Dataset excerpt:
>> BEGIN
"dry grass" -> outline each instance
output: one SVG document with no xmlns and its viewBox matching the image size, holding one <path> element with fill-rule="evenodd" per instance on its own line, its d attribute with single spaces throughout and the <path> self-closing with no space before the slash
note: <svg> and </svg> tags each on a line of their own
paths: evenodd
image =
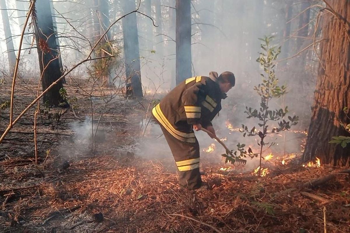
<svg viewBox="0 0 350 233">
<path fill-rule="evenodd" d="M 27 97 L 20 98 L 21 104 L 30 96 L 23 92 Z M 77 114 L 88 115 L 88 108 L 84 107 L 88 100 L 78 97 Z M 103 139 L 93 153 L 88 141 L 44 133 L 72 134 L 70 126 L 79 121 L 71 112 L 53 124 L 54 128 L 52 124 L 42 124 L 38 169 L 30 160 L 32 136 L 9 134 L 7 143 L 0 144 L 0 232 L 323 232 L 326 206 L 328 232 L 350 232 L 349 175 L 338 174 L 336 180 L 312 190 L 299 185 L 340 168 L 303 168 L 291 163 L 272 166 L 264 177 L 250 173 L 223 175 L 218 172 L 222 165 L 203 155 L 203 179 L 210 189 L 200 192 L 181 189 L 175 168 L 169 165 L 173 163 L 170 155 L 158 160 L 127 153 L 138 140 L 139 126 L 126 122 L 139 120 L 142 108 L 135 102 L 115 104 L 104 120 L 128 122 L 104 124 L 101 129 L 107 139 Z M 97 104 L 96 117 L 101 108 Z M 21 122 L 32 122 L 32 116 Z M 4 129 L 6 122 L 0 124 Z M 19 125 L 13 131 L 30 132 L 30 127 Z M 63 169 L 66 160 L 70 166 Z M 35 187 L 3 191 L 30 185 Z M 329 202 L 310 199 L 301 191 Z M 103 214 L 103 221 L 95 219 L 98 213 Z"/>
</svg>

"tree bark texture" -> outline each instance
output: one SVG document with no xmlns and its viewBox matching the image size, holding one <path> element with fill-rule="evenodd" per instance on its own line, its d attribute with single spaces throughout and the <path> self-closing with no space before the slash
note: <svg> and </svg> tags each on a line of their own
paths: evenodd
<svg viewBox="0 0 350 233">
<path fill-rule="evenodd" d="M 58 59 L 61 55 L 56 49 L 58 46 L 55 37 L 57 32 L 53 25 L 49 0 L 36 0 L 35 9 L 37 20 L 34 24 L 34 32 L 44 90 L 61 76 Z M 59 82 L 44 95 L 44 102 L 47 102 L 50 106 L 59 106 L 62 101 L 59 90 L 62 87 L 62 82 Z"/>
<path fill-rule="evenodd" d="M 192 76 L 191 1 L 176 1 L 176 84 Z"/>
<path fill-rule="evenodd" d="M 5 34 L 5 42 L 6 43 L 7 49 L 7 53 L 8 58 L 9 71 L 11 75 L 13 73 L 15 65 L 16 65 L 16 55 L 13 47 L 12 41 L 12 35 L 10 27 L 10 22 L 9 21 L 8 15 L 7 14 L 7 9 L 5 0 L 0 0 L 0 7 L 4 9 L 1 11 L 1 16 L 2 16 L 2 23 L 4 24 L 4 30 Z"/>
<path fill-rule="evenodd" d="M 328 142 L 332 136 L 349 136 L 341 123 L 350 123 L 350 115 L 343 111 L 350 107 L 350 1 L 327 2 L 337 16 L 326 13 L 323 16 L 323 37 L 327 39 L 321 44 L 322 65 L 303 159 L 313 160 L 317 156 L 321 163 L 349 166 L 350 145 L 343 148 Z"/>
<path fill-rule="evenodd" d="M 123 2 L 125 14 L 134 10 L 136 8 L 134 0 L 124 0 Z M 123 19 L 122 25 L 126 78 L 128 79 L 131 79 L 133 96 L 142 97 L 143 94 L 136 13 L 133 13 Z"/>
</svg>

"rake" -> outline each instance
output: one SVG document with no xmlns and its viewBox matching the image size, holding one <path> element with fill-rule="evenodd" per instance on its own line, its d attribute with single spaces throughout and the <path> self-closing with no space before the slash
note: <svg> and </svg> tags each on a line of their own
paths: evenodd
<svg viewBox="0 0 350 233">
<path fill-rule="evenodd" d="M 212 135 L 212 134 L 211 132 L 208 131 L 206 129 L 202 128 L 202 130 L 205 132 L 209 135 Z M 231 156 L 232 158 L 234 158 L 234 160 L 232 160 L 231 161 L 231 162 L 232 163 L 234 163 L 236 165 L 241 165 L 244 166 L 245 165 L 245 164 L 247 163 L 247 160 L 245 159 L 239 159 L 238 158 L 235 158 L 236 156 L 234 156 L 233 154 L 232 154 L 232 152 L 231 151 L 229 150 L 229 148 L 227 148 L 226 146 L 226 145 L 225 145 L 224 143 L 221 140 L 220 140 L 218 137 L 216 136 L 214 137 L 214 138 L 216 139 L 216 140 L 219 142 L 219 143 L 221 144 L 224 148 L 225 148 L 226 150 L 226 153 L 227 154 L 229 154 Z"/>
</svg>

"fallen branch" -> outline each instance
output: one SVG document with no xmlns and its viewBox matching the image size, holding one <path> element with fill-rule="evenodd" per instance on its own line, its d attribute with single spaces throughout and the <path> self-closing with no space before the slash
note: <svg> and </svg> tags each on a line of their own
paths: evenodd
<svg viewBox="0 0 350 233">
<path fill-rule="evenodd" d="M 309 180 L 303 183 L 302 185 L 302 186 L 304 188 L 310 188 L 319 186 L 334 179 L 336 177 L 336 175 L 337 175 L 338 173 L 350 174 L 350 169 L 343 170 L 338 173 L 327 175 L 322 177 Z"/>
<path fill-rule="evenodd" d="M 35 185 L 31 185 L 30 186 L 25 186 L 24 187 L 20 187 L 19 188 L 13 188 L 10 189 L 0 189 L 0 194 L 6 192 L 10 192 L 13 191 L 16 191 L 17 190 L 24 190 L 24 189 L 31 189 L 33 188 L 36 188 L 36 187 L 38 187 L 39 186 L 41 186 L 42 185 L 43 185 L 45 184 L 46 184 L 50 182 L 53 182 L 54 181 L 55 181 L 61 179 L 61 178 L 63 177 L 63 176 L 60 176 L 59 177 L 58 177 L 57 178 L 54 179 L 53 180 L 51 180 L 49 181 L 44 182 L 43 183 L 40 183 L 38 184 L 36 184 Z"/>
<path fill-rule="evenodd" d="M 320 196 L 315 195 L 315 194 L 310 194 L 309 192 L 301 192 L 300 193 L 300 194 L 304 196 L 309 197 L 311 198 L 313 200 L 318 201 L 319 202 L 321 202 L 322 204 L 328 203 L 330 201 L 328 199 L 326 199 L 325 198 L 323 198 L 323 197 L 322 197 Z"/>
<path fill-rule="evenodd" d="M 203 224 L 203 225 L 204 225 L 204 226 L 207 226 L 207 227 L 210 227 L 210 228 L 211 228 L 212 230 L 213 230 L 214 231 L 216 231 L 217 232 L 218 232 L 218 233 L 222 233 L 222 232 L 219 231 L 218 229 L 216 229 L 216 228 L 215 228 L 215 227 L 213 227 L 212 226 L 211 226 L 210 225 L 209 225 L 209 224 L 207 224 L 206 223 L 203 223 L 203 222 L 201 222 L 200 221 L 198 221 L 198 220 L 197 220 L 197 219 L 195 219 L 193 218 L 191 218 L 191 217 L 188 217 L 187 216 L 185 216 L 184 215 L 182 215 L 182 214 L 177 214 L 177 213 L 172 213 L 172 214 L 168 214 L 168 215 L 171 215 L 172 216 L 178 216 L 179 217 L 182 217 L 183 218 L 187 218 L 187 219 L 190 219 L 190 220 L 192 220 L 192 221 L 194 221 L 196 222 L 196 223 L 200 223 L 200 224 Z"/>
</svg>

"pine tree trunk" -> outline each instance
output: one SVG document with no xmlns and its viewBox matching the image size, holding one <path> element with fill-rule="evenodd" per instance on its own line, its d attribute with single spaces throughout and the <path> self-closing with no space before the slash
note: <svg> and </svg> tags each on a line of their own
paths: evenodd
<svg viewBox="0 0 350 233">
<path fill-rule="evenodd" d="M 135 10 L 136 6 L 134 0 L 123 0 L 122 1 L 125 14 Z M 122 24 L 127 79 L 131 79 L 133 96 L 142 97 L 136 14 L 133 13 L 124 18 Z"/>
<path fill-rule="evenodd" d="M 54 29 L 49 0 L 36 0 L 35 8 L 37 20 L 34 28 L 44 90 L 61 76 L 59 54 L 56 50 L 58 46 L 55 36 L 57 32 Z M 63 87 L 62 81 L 59 82 L 44 95 L 44 102 L 58 106 L 62 102 L 59 90 Z"/>
<path fill-rule="evenodd" d="M 289 21 L 292 19 L 292 14 L 293 14 L 293 8 L 292 2 L 290 1 L 287 3 L 286 9 L 286 23 L 285 25 L 284 31 L 283 32 L 283 38 L 286 42 L 282 47 L 282 55 L 283 58 L 286 58 L 289 56 L 289 42 L 290 41 L 289 36 L 290 35 L 290 26 L 292 23 Z"/>
<path fill-rule="evenodd" d="M 311 3 L 309 1 L 303 2 L 301 4 L 301 11 L 305 11 L 300 15 L 299 18 L 299 28 L 298 31 L 298 38 L 296 40 L 296 47 L 298 51 L 300 51 L 305 46 L 304 42 L 308 41 L 306 38 L 309 34 L 309 25 L 310 22 L 310 7 Z M 304 64 L 305 67 L 306 53 L 303 53 L 298 59 L 299 64 Z"/>
<path fill-rule="evenodd" d="M 151 0 L 145 0 L 145 13 L 152 17 Z M 153 24 L 150 20 L 146 19 L 146 45 L 148 52 L 154 50 L 153 45 Z"/>
<path fill-rule="evenodd" d="M 350 123 L 350 114 L 343 111 L 350 107 L 350 1 L 327 2 L 338 17 L 329 13 L 323 16 L 323 37 L 327 39 L 321 45 L 321 62 L 325 70 L 320 66 L 303 159 L 313 160 L 317 156 L 322 163 L 348 166 L 350 145 L 343 148 L 328 142 L 332 136 L 349 136 L 341 123 Z"/>
<path fill-rule="evenodd" d="M 156 53 L 158 54 L 158 57 L 162 58 L 164 56 L 164 42 L 163 35 L 163 21 L 162 20 L 162 8 L 161 7 L 161 1 L 160 0 L 154 0 L 153 5 L 155 6 L 155 18 L 158 27 L 156 29 L 157 34 L 155 37 L 156 45 Z"/>
<path fill-rule="evenodd" d="M 191 1 L 176 1 L 176 84 L 192 76 Z"/>
<path fill-rule="evenodd" d="M 12 34 L 11 33 L 11 28 L 10 27 L 10 22 L 8 20 L 7 14 L 7 9 L 5 0 L 0 0 L 0 7 L 4 9 L 1 11 L 2 16 L 2 23 L 4 24 L 4 31 L 5 33 L 5 41 L 7 49 L 7 53 L 8 59 L 9 71 L 10 75 L 13 73 L 14 69 L 16 65 L 16 55 L 15 54 L 15 49 L 13 47 L 13 42 L 12 42 Z"/>
</svg>

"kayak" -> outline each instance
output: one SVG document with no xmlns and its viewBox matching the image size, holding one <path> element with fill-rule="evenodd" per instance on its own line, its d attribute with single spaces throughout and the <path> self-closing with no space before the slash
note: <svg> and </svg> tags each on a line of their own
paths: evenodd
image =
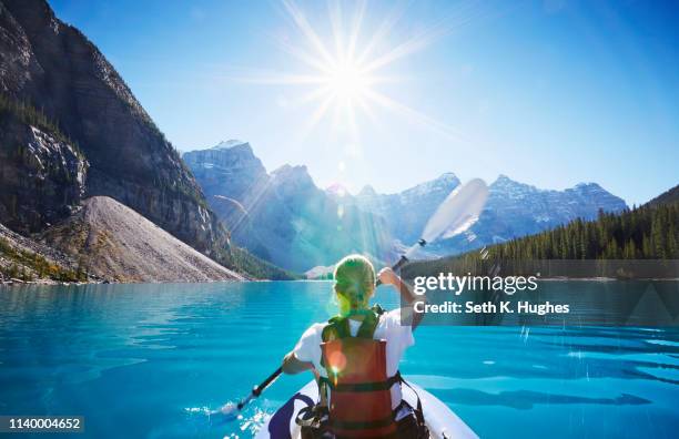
>> END
■ REQUIRED WORK
Collect every line of the items above that contains the string "outline". Treat case as significant.

■ WRITTEN SOLUTION
"dry grass" -> outline each instance
"tree bark texture" -> outline each instance
"rake" -> outline each instance
"fallen branch" -> outline each instance
"pine tree trunk" -> outline each instance
"kayak" -> outline each instance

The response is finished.